** Task description **
Skip the images and restate every line of the records exactly.

** Excerpted records **
====

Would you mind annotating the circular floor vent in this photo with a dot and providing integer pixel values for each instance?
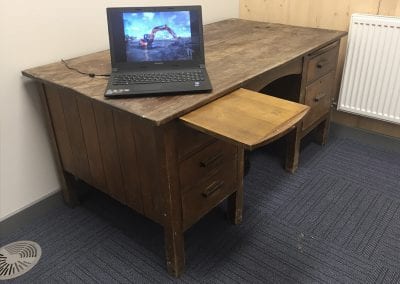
(18, 258)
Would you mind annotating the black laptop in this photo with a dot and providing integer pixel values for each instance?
(156, 51)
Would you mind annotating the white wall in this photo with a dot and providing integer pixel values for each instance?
(34, 33)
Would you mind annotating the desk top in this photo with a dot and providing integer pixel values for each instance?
(237, 51)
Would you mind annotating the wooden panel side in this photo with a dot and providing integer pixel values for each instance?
(60, 128)
(149, 158)
(90, 135)
(69, 192)
(75, 134)
(109, 151)
(128, 158)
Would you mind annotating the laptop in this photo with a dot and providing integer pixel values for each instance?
(156, 51)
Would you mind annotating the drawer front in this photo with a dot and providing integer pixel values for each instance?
(318, 97)
(190, 141)
(322, 64)
(207, 194)
(206, 162)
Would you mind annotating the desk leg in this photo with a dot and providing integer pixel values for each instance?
(293, 149)
(322, 131)
(175, 251)
(235, 200)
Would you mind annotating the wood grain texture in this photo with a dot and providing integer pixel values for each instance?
(127, 150)
(75, 134)
(230, 61)
(93, 152)
(69, 193)
(248, 118)
(109, 151)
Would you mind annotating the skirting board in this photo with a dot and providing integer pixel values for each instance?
(30, 204)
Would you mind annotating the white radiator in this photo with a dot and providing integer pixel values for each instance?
(371, 75)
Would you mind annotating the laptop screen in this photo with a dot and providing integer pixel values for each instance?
(155, 36)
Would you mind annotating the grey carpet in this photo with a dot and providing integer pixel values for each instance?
(337, 220)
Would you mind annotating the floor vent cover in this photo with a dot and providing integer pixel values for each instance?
(18, 258)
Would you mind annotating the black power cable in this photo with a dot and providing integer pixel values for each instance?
(92, 75)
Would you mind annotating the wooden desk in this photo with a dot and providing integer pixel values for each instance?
(141, 153)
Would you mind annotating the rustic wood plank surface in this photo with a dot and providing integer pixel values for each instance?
(230, 61)
(246, 117)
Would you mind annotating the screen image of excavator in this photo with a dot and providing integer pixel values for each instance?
(158, 36)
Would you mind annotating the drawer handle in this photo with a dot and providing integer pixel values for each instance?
(212, 188)
(320, 96)
(321, 64)
(211, 160)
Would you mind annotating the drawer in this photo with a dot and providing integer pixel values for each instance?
(322, 64)
(207, 194)
(189, 140)
(206, 162)
(318, 98)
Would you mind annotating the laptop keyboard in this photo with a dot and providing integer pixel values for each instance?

====

** Task answer **
Would you mind annotating the circular floor vent in this photo with a dot and providing integer pixel values for each instance?
(18, 258)
Would you mind annotating the black laptop in this photo with a dot and providing integer pixel values for each instance?
(156, 51)
Would you mind annotating the white wall in this photo with a dot and providing integer pixel values for each instance?
(34, 33)
Would you mind annotating the desk top in this photo with a dot and providing integer pixel values for each instance?
(237, 51)
Would you mind annotating the wooden panel side in this photo with a dot and providing integer pixel values for each instance?
(60, 128)
(149, 158)
(90, 135)
(69, 192)
(75, 134)
(109, 151)
(128, 158)
Would you mind annotating the laptop in this photo with a dot and providing integer pixel values for each instance?
(156, 51)
Would you mind annotating the drawer front in this photo with a dot and providing integer pixel values for each instance?
(318, 97)
(190, 141)
(322, 64)
(207, 194)
(206, 162)
Would you mind annotating the desk leg in this photo with a dot and providing integer pixel values for each instance?
(293, 149)
(322, 131)
(175, 251)
(235, 200)
Would you mind annotating the wood grain texture in this photo with a dot and providing integer pixel values for each instance?
(127, 150)
(75, 134)
(230, 61)
(93, 152)
(69, 193)
(248, 118)
(109, 151)
Would you mind annotating the skirting board in this photo with a dot and providing integer pixel values for each instance?
(30, 204)
Would you mind annotating the white radiator in this photo with a dot and providing integer pixel values for each instance?
(371, 75)
Would you mind annotating the laptop screen in this photo with a dot and providing integer pixel values for each instance?
(155, 36)
Would you mind annotating the grey carpet in this photo with a dot and providing integer pixel values for each instance?
(337, 220)
Would you mind annotating the floor vent cover in this photo with a dot and providing integer pixel values for each instance?
(18, 258)
Would you mind annotating the black power cable in this photo with a dot and providing integer pixel values for each instance?
(92, 75)
Would you mind annotating the wooden desk in this photo with a dot and providing integer pixel values for each instance?
(141, 153)
Would you mind annotating the rustic wood plank surface in this photo with a dot and providing integer pixel values for each instance?
(230, 61)
(246, 117)
Would you mind annotating the screen image of excavator in this photo with a dot and providing integer pixel values for each instance?
(158, 36)
Would you mind annotating the drawer handle in this photo with a dot and providing integer pixel values for each instance?
(212, 188)
(320, 96)
(321, 64)
(211, 160)
Would you mind annotating the drawer in this photo with a dot and providing integer pixel values for each instance?
(322, 64)
(207, 194)
(189, 140)
(206, 162)
(318, 98)
Would you mind annotating the laptop keyboard in this photo with a dot and providing integer pixel values for each instance?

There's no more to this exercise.